Sweden's Loch Ness monster, the Storsjoe or Great Lake monster, possibly caught on camera


                             A photo provided by the Florida Keys News shows New York artist ...

AFP/HO/File
Fri Aug 29, 11:51 AM ET

A photo provided by the Florida Keys News shows New York artist Cameron Gainer with his interpretation of the Loch Ness monster in a Key West lagoon, January 2008. Sweden's own version of the Loch Ness monster, the Storsjoe or Great Lake monster, has been caught on film by surveillance videos, an association that installed the cameras said.

(AFP/HO/File/Rob O'neal)

Sweden's Loch Ness monster possibly caught on camera

STOCKHOLM (AFP) – Sweden's own version of the Loch Ness monster, the Storsjoe or Great Lake monster, has been caught on film by surveillance videos, an association that installed the cameras said Friday.

The legend of the Swedish beast has swirled for nearly four centuries, with some 200 sightings reported in the lake in central Sweden.

"On Thursday at 12:21 pm, we filmed the movements of a live being. And it was not a pike, nor a perch, we're sure of that," Gunnar Nilsson, the head of a shopkeepers' association in Svenstavik, told AFP.

The association, together with the Jaemtland province and local municipality of Berg, installed six surveillance cameras in the lake in June, including two underwater devices.

## [ASSIGNMENT A]
Answer the following questions about the article on the Storsjoe monster.
(i) Roughly how many sightings of the creature have been reported in the lake?
(ii) At what time on Thursday did the association film the movements of a live being?
(iii) How many surveillance cameras were installed in the lake in June, and how many of them were underwater devices?
## [ASSIGNMENT B]
Carry on the article on the Storsjoe monster, picking up after its final sentence about the cameras installed in June.

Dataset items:
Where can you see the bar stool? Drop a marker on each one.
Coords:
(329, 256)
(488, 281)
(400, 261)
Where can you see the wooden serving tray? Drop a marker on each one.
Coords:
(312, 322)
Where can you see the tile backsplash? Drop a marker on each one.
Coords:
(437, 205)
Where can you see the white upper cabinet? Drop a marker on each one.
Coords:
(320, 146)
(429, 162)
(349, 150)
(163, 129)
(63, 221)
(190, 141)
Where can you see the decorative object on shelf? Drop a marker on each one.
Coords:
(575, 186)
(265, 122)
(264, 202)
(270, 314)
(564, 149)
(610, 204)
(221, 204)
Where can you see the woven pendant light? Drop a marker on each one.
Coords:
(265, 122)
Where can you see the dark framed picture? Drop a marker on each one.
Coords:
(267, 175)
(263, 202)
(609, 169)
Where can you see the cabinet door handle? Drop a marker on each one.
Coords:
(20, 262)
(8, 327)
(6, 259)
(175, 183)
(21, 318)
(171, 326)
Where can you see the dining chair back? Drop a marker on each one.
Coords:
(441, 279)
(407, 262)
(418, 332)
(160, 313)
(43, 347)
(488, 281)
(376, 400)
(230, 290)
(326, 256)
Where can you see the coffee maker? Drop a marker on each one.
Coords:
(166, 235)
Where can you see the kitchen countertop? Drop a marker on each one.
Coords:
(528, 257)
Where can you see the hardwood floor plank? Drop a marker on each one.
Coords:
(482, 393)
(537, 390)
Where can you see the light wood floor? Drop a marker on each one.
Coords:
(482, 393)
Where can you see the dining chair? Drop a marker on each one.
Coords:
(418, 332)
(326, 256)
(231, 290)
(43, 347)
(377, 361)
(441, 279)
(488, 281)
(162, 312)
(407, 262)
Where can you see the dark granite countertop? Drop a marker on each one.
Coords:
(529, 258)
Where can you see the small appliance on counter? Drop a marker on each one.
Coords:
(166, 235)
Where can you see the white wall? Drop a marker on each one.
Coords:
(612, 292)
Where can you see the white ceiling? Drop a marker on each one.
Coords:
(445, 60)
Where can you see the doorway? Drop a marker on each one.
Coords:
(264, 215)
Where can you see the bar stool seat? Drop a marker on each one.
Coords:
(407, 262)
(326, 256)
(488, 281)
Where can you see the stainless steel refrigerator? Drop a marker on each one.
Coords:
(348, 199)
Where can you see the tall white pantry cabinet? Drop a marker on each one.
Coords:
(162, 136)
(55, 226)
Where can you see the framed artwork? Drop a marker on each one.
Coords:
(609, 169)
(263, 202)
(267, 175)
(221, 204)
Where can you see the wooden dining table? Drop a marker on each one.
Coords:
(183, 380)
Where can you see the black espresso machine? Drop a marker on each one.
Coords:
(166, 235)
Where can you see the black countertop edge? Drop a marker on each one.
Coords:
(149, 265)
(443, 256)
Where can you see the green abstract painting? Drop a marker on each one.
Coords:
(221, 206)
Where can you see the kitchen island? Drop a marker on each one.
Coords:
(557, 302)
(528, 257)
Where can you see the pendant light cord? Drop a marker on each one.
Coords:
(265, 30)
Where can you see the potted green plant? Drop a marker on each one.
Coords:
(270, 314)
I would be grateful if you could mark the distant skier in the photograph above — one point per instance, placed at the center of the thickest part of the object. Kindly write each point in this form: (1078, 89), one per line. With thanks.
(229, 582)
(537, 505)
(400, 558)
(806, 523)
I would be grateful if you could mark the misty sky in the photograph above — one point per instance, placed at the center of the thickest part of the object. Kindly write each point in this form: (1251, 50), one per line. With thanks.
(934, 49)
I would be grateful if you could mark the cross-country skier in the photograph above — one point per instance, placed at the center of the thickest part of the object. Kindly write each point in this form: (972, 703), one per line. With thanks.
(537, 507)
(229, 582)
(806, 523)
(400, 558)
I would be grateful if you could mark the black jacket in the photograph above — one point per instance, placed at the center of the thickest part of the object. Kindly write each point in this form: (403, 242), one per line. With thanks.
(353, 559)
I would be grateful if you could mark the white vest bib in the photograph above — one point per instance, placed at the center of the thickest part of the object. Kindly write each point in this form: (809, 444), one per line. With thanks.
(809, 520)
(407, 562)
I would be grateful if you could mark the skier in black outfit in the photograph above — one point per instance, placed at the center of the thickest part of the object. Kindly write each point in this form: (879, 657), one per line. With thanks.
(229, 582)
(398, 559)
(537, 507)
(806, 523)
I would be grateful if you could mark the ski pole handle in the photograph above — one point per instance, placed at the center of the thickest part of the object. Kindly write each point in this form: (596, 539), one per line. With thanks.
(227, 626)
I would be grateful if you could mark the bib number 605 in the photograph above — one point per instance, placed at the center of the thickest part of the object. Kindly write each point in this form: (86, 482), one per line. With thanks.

## [WRITTEN RESPONSE A]
(i) Some 200 sightings.
(ii) At 12:21 pm.
(iii) Six cameras, two of which were underwater devices.

## [WRITTEN RESPONSE B]
The project, which has so far cost some 400,000 kronor (43,000 euros, 62,500 dollars), is aimed at resolving the mystery of the Swedish Nessie.

The first sighting dates back to 1635 and the most recent to July 2007, with most speaking of a long, serpent-like beast with humps, a small cat or dog-like head, and ears or fins pressed against the neck.

The association employs one person full-time to review the recorded video footage each day.

In the images filmed Thursday and posted on a website dedicated to the Storsjoe monster (www.storsjoodjuret.nu), a long serpent-like being is seen swimming in the murky waters.

"A highly-advanced system on one of the cameras detected heat produced by the cells," indicating that it was a live being, Nilsson said.

"It's very exciting and quite spectacular," he said.

He readily admitted however that the project was also "aimed at improving business around the lake."

"The monster has helped us," he added.

Some 20 more cameras are due to be installed soon, including one at a depth of 30 metres (100 feet) to catch any movements under the winter ice.